┌────────

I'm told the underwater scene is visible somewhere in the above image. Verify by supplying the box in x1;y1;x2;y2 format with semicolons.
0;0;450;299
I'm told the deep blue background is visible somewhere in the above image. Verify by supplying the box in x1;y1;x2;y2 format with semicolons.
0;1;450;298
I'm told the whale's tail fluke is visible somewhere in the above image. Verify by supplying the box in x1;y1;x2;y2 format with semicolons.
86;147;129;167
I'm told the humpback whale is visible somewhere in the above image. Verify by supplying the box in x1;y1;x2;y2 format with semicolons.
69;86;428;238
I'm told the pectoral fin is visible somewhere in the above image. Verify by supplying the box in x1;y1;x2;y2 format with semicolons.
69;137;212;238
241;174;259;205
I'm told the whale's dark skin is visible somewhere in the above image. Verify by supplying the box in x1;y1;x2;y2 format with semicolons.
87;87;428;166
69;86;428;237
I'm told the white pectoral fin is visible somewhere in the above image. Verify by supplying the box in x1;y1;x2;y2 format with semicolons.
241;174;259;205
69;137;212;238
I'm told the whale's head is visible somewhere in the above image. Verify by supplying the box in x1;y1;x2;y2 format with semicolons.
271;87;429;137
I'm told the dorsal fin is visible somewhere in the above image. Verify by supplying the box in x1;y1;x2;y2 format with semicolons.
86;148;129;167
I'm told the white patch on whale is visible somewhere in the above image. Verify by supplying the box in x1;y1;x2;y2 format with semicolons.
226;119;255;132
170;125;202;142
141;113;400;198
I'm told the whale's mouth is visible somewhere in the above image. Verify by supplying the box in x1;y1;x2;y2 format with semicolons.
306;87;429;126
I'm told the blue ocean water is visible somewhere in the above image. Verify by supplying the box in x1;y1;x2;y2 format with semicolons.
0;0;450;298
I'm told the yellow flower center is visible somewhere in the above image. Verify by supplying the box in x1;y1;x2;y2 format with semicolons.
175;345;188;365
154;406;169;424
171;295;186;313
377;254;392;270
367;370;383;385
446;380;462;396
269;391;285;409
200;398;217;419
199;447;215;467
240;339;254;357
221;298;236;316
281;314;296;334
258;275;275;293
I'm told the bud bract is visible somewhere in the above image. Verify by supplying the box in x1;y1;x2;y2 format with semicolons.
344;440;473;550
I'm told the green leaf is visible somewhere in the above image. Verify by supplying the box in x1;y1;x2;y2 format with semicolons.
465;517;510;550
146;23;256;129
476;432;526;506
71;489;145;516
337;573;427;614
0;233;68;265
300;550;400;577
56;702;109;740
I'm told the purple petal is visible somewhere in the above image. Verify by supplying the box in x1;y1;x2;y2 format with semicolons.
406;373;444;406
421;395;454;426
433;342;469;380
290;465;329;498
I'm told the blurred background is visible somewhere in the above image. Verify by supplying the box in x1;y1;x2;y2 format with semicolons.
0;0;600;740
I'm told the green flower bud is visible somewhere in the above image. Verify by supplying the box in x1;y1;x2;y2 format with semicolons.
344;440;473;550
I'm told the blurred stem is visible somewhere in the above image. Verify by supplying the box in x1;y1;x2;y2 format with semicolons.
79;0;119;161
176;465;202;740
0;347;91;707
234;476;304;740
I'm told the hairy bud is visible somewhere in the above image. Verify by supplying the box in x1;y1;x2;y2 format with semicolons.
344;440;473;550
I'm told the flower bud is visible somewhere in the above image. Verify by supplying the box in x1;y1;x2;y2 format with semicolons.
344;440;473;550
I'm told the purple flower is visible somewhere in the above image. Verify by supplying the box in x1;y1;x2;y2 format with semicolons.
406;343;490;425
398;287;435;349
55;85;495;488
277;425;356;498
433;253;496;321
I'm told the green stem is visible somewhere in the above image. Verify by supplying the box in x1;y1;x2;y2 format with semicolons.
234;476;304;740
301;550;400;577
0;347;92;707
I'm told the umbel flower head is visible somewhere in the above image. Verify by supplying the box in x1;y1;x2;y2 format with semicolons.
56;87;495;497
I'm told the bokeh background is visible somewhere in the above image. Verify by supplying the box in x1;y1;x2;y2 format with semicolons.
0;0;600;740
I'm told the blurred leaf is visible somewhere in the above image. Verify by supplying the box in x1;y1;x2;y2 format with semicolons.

└────────

Find every line in the records above that contains the string "stem" and copy each one out in full.

# Worked answer:
I'm told the blurred stem is visible somewhere in the above image. Verify by supplying the box in x1;y1;x2;y2 format with semicolons.
I'm told the green stem is visible somewhere in the above image. Verify by supplying the box in x1;y1;x2;y2 format with semicolons.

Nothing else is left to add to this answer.